PROBLEM TO SOLVE: Reproduce, unchanged, the lines of the records between the line containing "job: trace every instance of the white" and the line containing "target: white flower with purple center", inclusive, and nothing else.

[Spatial annotation records]
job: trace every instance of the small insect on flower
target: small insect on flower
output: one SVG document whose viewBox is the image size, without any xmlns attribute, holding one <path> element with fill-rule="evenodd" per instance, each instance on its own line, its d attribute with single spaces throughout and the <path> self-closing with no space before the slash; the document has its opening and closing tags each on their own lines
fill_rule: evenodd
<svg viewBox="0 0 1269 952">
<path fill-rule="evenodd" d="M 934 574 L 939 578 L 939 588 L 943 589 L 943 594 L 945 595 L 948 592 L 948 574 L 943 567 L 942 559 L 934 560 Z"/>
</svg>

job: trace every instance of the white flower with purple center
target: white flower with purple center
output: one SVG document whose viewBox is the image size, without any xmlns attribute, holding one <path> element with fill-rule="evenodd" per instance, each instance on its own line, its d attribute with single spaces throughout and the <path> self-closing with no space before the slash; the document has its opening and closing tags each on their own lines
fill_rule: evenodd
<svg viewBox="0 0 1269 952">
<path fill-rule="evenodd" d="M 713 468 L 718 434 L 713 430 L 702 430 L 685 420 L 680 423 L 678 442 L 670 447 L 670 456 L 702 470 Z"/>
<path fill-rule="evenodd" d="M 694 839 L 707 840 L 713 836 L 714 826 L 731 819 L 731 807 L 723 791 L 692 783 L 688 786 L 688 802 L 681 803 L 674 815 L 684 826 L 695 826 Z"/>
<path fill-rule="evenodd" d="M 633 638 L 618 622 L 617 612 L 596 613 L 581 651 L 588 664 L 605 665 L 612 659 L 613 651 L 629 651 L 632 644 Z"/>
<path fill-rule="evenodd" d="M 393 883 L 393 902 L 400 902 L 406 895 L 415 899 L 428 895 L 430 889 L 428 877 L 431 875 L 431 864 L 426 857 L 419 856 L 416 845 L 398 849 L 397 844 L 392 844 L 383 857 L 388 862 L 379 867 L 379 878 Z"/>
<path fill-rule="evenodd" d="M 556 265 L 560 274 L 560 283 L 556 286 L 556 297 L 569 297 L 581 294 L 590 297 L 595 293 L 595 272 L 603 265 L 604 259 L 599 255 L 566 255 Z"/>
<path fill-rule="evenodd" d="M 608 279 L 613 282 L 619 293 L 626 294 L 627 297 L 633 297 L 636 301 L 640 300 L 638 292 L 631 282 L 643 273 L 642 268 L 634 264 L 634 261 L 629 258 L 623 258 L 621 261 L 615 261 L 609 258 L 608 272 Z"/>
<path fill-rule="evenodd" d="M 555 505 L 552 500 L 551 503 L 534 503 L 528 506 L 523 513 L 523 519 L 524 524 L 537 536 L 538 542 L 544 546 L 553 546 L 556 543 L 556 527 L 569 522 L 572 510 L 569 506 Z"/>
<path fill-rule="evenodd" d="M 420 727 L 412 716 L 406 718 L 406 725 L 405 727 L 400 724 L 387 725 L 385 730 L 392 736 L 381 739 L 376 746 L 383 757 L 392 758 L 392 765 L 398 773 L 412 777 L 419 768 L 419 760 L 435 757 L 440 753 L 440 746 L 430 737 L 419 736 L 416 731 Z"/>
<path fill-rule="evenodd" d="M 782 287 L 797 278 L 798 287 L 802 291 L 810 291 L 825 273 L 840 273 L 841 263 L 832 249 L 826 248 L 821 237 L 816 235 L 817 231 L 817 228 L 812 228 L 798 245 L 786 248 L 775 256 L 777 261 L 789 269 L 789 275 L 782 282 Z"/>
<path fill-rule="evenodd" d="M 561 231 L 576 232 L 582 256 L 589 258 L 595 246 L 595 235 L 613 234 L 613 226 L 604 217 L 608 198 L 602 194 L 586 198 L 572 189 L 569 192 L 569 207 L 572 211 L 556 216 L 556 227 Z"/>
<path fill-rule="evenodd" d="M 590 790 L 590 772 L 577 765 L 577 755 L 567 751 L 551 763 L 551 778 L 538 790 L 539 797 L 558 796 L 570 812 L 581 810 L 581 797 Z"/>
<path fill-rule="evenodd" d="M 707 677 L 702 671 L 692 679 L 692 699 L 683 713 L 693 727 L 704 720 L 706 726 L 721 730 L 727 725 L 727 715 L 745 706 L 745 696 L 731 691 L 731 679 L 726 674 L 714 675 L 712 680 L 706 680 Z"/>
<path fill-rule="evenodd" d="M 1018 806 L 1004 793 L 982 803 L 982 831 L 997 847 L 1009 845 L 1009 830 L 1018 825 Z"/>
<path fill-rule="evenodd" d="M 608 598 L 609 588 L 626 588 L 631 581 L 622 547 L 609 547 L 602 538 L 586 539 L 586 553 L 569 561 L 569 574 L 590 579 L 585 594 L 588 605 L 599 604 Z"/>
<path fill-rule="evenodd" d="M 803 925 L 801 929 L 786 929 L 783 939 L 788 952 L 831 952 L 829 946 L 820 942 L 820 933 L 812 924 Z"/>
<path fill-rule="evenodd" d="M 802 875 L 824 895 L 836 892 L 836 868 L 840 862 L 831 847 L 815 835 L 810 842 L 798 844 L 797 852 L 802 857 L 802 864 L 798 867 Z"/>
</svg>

TASK RESULT:
job: trace every instance of the white flower with purple center
target: white flower with purple center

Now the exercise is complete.